## Что сделать
Повторите слово в слово записи с самой первой строки до строки с "pixel 1012 278" включительно.

## Показанные записи
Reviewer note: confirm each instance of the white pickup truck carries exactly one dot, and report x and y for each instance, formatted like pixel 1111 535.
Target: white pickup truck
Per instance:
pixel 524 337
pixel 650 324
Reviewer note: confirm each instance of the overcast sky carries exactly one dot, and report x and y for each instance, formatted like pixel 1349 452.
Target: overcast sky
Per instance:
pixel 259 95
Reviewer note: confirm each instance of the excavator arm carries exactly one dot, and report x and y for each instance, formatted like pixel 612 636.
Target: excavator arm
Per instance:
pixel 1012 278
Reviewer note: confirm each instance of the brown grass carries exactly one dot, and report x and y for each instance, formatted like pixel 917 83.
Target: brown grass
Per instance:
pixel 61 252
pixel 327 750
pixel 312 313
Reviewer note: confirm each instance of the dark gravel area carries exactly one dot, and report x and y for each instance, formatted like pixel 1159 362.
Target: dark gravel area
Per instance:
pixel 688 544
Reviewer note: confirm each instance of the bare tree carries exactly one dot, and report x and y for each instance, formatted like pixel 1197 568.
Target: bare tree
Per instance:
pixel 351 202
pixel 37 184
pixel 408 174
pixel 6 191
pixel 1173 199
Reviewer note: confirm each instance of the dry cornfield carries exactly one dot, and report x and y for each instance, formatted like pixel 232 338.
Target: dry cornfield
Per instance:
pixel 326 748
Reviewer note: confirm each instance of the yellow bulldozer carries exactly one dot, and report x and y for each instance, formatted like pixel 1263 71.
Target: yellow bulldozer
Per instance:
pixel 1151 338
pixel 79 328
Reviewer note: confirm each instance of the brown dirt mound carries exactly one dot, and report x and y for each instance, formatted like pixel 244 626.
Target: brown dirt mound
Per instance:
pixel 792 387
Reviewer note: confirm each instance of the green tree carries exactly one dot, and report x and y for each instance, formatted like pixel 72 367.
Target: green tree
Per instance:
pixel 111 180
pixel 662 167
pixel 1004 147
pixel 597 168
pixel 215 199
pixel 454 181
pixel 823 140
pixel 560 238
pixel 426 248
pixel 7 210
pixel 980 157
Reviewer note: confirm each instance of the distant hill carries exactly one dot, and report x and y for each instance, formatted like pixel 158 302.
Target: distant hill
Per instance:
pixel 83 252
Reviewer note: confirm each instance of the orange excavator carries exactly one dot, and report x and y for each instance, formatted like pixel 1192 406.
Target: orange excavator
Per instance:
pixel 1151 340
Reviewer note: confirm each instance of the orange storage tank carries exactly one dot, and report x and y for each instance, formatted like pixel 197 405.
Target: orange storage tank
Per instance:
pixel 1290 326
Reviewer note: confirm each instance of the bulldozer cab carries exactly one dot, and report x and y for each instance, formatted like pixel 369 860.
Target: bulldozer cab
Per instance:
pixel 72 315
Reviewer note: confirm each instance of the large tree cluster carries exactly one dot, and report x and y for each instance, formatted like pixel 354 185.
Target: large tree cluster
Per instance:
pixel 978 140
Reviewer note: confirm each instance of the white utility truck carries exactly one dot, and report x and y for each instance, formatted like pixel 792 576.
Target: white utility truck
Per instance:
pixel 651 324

## Верный ответ
Reviewer note: confirm each instance of the white pickup truck carries exactly one dot, and report x and y for each instance, formatted like pixel 1111 535.
Target: white pickup truck
Per instance:
pixel 524 337
pixel 650 324
Reviewer note: confirm each instance of the overcast sky carries exactly one dot, and report x and y for each instance, formatted like pixel 1349 452.
Target: overcast sky
Per instance:
pixel 259 95
Reviewer note: confirm each instance of the excavator arm carries exactly one dot, and report x and y for each instance, formatted like pixel 612 636.
Target: excavator arm
Per instance:
pixel 1012 278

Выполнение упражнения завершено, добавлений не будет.